**Instructions to follow:** An exact transcription of the listing, without its images, is what the answer must contain.

[Start of section]

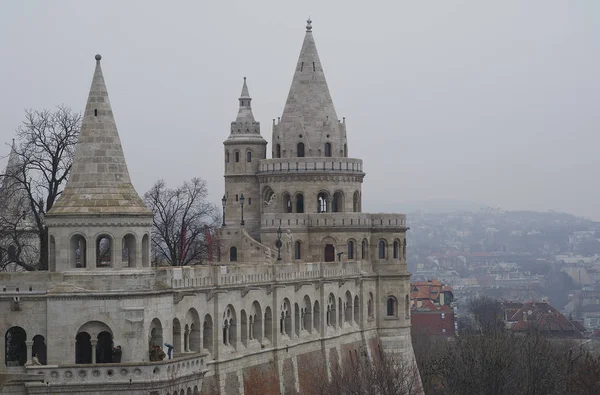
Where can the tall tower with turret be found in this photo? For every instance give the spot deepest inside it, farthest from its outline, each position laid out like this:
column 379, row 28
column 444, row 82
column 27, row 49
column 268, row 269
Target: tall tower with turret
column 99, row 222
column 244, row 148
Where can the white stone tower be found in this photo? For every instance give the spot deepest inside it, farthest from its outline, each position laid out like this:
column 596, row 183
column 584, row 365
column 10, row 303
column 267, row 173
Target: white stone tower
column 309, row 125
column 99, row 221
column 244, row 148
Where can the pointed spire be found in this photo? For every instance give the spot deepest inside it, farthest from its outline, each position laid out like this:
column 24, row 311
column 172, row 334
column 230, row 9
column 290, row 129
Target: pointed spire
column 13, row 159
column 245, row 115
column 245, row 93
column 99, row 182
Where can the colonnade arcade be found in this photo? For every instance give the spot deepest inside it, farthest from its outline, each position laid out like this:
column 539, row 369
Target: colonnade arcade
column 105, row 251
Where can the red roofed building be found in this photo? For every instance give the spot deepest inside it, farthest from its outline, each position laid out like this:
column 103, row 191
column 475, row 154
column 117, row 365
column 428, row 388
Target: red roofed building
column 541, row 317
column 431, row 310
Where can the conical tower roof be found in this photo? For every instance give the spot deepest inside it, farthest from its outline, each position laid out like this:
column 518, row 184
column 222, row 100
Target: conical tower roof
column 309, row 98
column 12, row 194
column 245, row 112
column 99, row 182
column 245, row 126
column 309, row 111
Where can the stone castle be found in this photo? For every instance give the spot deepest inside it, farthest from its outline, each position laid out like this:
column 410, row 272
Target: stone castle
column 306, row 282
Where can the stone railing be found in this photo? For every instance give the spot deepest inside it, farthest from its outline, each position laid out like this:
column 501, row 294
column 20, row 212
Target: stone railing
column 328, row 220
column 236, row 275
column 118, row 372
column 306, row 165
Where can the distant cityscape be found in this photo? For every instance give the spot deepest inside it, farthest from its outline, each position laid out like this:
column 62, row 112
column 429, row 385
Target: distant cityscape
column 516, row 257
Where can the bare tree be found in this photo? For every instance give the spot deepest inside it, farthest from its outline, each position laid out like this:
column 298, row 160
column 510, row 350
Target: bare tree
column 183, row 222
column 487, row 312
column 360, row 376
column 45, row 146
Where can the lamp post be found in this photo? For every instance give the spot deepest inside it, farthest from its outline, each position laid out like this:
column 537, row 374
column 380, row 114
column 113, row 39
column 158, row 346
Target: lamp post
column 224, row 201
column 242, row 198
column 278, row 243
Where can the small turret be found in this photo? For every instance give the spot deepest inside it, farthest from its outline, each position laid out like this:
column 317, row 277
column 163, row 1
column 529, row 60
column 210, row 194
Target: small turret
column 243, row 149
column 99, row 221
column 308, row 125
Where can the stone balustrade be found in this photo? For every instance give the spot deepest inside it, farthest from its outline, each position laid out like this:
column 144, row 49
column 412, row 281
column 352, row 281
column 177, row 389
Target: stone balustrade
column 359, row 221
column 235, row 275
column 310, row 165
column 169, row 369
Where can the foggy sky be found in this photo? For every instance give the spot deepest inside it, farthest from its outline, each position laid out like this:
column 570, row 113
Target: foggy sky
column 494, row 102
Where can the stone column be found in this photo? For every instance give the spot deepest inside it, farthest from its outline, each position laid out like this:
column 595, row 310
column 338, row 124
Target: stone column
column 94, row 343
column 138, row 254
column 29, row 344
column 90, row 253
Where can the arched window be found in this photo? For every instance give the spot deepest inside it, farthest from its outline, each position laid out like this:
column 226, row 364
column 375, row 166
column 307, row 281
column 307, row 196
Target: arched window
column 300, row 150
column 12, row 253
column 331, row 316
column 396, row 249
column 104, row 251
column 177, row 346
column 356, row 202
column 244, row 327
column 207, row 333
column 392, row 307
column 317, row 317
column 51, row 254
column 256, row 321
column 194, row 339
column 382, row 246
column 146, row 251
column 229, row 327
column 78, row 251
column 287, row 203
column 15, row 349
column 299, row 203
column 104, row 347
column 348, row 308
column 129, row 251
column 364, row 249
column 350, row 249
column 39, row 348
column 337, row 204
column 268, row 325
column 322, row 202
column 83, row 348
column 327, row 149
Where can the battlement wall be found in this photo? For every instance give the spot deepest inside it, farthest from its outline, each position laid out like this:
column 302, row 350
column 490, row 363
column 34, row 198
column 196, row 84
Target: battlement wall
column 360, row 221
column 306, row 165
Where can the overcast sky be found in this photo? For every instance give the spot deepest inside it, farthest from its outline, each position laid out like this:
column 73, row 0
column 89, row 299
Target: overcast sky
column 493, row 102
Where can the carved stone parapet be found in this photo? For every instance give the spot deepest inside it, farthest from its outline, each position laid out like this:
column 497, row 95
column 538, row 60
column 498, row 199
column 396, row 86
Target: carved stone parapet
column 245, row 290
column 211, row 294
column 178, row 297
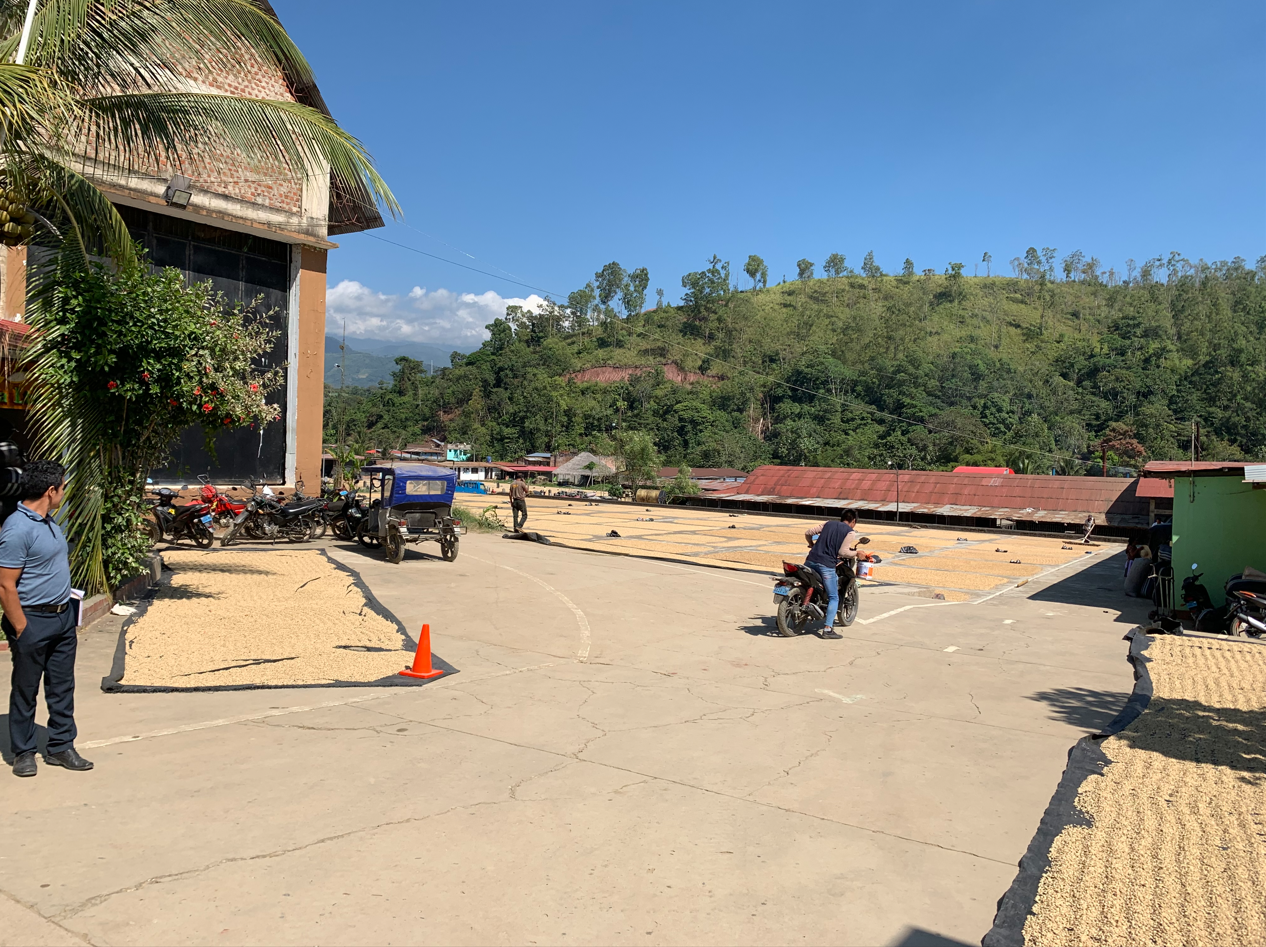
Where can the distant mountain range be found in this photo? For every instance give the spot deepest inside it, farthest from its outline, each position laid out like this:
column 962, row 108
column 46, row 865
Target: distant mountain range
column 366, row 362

[End of section]

**Answer to this task:**
Where can the tall tower with turret be found in this photo? For every instance give the spot deepest inside it, farthest from its outline, each position laid out like this:
column 379, row 28
column 444, row 82
column 27, row 49
column 268, row 269
Target: tall tower with turret
column 99, row 222
column 244, row 148
Where can the white stone tower be found in this photo? For every instance give the spot deepest inside it, farthest from its outline, each position laid out like this:
column 596, row 183
column 584, row 365
column 10, row 303
column 267, row 173
Target: white stone tower
column 309, row 125
column 99, row 221
column 244, row 148
Where can the pointed spire be found in this photo? For every instance give the spot deepest inside it, farthest from its outline, each position laid out like this:
column 24, row 311
column 172, row 334
column 230, row 9
column 290, row 129
Target: pointed spire
column 13, row 159
column 245, row 115
column 245, row 93
column 99, row 182
Where can the colonnade arcade be found in this photo? For every instance give the spot deepest inside it, farthest from its outline, each position laid out like this:
column 539, row 369
Target: colonnade arcade
column 105, row 251
Where can the red roofed building be found in this photo? For every instance give the spot deepest inside it, farthest from its outline, each position laid out like this:
column 103, row 191
column 475, row 154
column 117, row 365
column 428, row 388
Target: red roofed building
column 541, row 317
column 431, row 310
Where can the conical tower roof be found in this photo? For every instance give the spot deepest inside it, farthest from its outline, each position laid out like this:
column 518, row 184
column 222, row 100
Target: conical tower roof
column 309, row 98
column 12, row 194
column 245, row 112
column 99, row 182
column 245, row 126
column 309, row 111
Where can the stone castle be found in this photo? For every instance give the spot deepest inside it, farthest from its outline, each position laid out like this:
column 410, row 272
Target: stone castle
column 306, row 282
Where can the stone railing be found in this photo? For every instance give the spot deepest inside it, farthest from its outline, each position laid out like this:
column 501, row 294
column 20, row 212
Target: stone railing
column 328, row 220
column 236, row 275
column 118, row 372
column 306, row 165
Where can the distant cityscape be found in this photo? For every instance give the spot deepest inside it, farthest from its outline, each position laid out like this:
column 62, row 112
column 429, row 385
Target: distant cityscape
column 516, row 257
Where can the bare tree be found in this photo? For every instance give the spot deepest inside it, farthest from its outline, each position laid out like this:
column 298, row 160
column 510, row 350
Target: bare tree
column 183, row 222
column 487, row 312
column 360, row 376
column 45, row 146
Where can the lamp post be found in this photo? For every instance give the spot deepest inside it, farthest from its outline, each position laid out like this:
column 537, row 374
column 380, row 114
column 113, row 39
column 158, row 346
Target: lamp post
column 224, row 201
column 242, row 198
column 278, row 243
Where can the small turret be found in this photo? For every instance give the spot deepest inside it, farthest from its outline, each position laid out like this:
column 317, row 277
column 163, row 1
column 529, row 60
column 210, row 194
Target: small turret
column 243, row 149
column 99, row 221
column 308, row 125
Where can the stone balustrade be found in this photo? For every instance give the spot deepest inside it, farthest from its outline, each position laid out like this:
column 144, row 49
column 412, row 281
column 352, row 281
column 177, row 389
Target: stone balustrade
column 359, row 221
column 235, row 275
column 310, row 165
column 169, row 369
Where can the foggy sky be found in this photo? For every instance give the spot deepest inside it, farthest from its outline, each position laid out like this:
column 570, row 113
Target: foggy sky
column 494, row 102
Where can the stone column be found in this photo? For every instance give the spot deepest inside it, farthest from its outline, each position laid out like this:
column 595, row 310
column 338, row 124
Target: stone column
column 94, row 343
column 138, row 254
column 29, row 344
column 90, row 253
Where can the arched window be found in this photo? For every instance give the spot deepest inside it, farthest from its outline, each position laid out like this:
column 226, row 364
column 375, row 166
column 307, row 281
column 307, row 196
Target: arched window
column 300, row 150
column 12, row 253
column 331, row 316
column 396, row 249
column 104, row 251
column 177, row 346
column 356, row 202
column 244, row 327
column 207, row 333
column 392, row 307
column 317, row 317
column 51, row 254
column 256, row 321
column 194, row 339
column 382, row 246
column 146, row 251
column 229, row 327
column 78, row 251
column 287, row 203
column 15, row 349
column 299, row 203
column 104, row 347
column 348, row 308
column 129, row 251
column 364, row 249
column 350, row 249
column 39, row 348
column 337, row 204
column 268, row 325
column 322, row 202
column 83, row 348
column 327, row 149
Where can the battlement wall be found in this photo? For every instance give the spot deepest inside it, farthest from its outline, each position laid out like this:
column 302, row 350
column 490, row 363
column 34, row 198
column 196, row 84
Target: battlement wall
column 360, row 221
column 306, row 165
Where can the overcast sky be found in this photo? For every instance give the spot deepest inside it, farthest from its outline, each position laid out like this:
column 73, row 0
column 89, row 299
Target: overcast sky
column 493, row 102
Where can the carved stone parapet be found in this photo? For every instance give the spot deepest inside it, farthest from its outline, each position laid out like this:
column 497, row 95
column 538, row 60
column 498, row 199
column 396, row 86
Target: carved stone parapet
column 245, row 290
column 211, row 294
column 178, row 297
Where can the distant mountain range be found in this photo? For every instance give the spot deepest inside it, farthest from its outline, each position laid out like this:
column 962, row 108
column 46, row 865
Target: distant mountain range
column 366, row 362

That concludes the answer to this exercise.